## Data records
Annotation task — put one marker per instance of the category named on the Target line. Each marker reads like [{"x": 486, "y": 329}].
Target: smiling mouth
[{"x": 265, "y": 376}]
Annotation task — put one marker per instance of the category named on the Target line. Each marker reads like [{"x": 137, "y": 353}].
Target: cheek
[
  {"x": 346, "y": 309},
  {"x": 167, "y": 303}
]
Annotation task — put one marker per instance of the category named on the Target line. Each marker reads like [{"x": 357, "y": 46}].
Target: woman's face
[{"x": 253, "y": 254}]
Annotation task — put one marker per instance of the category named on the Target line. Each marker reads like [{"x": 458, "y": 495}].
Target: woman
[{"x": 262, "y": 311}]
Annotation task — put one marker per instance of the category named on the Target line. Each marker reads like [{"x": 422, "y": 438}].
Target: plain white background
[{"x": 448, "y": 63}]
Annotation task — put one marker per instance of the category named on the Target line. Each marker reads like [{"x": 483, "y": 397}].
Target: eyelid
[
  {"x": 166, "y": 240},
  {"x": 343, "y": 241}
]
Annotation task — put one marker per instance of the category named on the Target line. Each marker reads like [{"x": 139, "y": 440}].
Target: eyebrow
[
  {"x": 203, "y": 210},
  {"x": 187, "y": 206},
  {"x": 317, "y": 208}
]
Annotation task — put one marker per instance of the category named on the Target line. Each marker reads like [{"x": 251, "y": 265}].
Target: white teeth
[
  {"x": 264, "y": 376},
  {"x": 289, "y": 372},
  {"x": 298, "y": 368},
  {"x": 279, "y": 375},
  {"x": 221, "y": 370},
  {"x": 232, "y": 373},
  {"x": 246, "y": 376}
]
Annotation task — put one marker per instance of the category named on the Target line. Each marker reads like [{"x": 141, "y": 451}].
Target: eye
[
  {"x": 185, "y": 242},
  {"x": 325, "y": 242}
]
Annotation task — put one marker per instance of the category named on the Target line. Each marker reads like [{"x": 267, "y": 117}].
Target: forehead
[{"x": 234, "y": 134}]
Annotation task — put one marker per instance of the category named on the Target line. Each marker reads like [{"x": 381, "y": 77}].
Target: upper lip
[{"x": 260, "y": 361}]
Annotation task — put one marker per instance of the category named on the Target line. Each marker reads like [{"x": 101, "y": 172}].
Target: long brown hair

## Task brief
All lines from the line containing "Target: upper lip" through the end of the listing above are to be duplicated exactly; include both ends and nothing further.

## Task answer
Target: upper lip
[{"x": 260, "y": 361}]
Annotation task — put one marker per instance of the category named on the Target line. Each marker reads like [{"x": 101, "y": 172}].
Target: long brown hair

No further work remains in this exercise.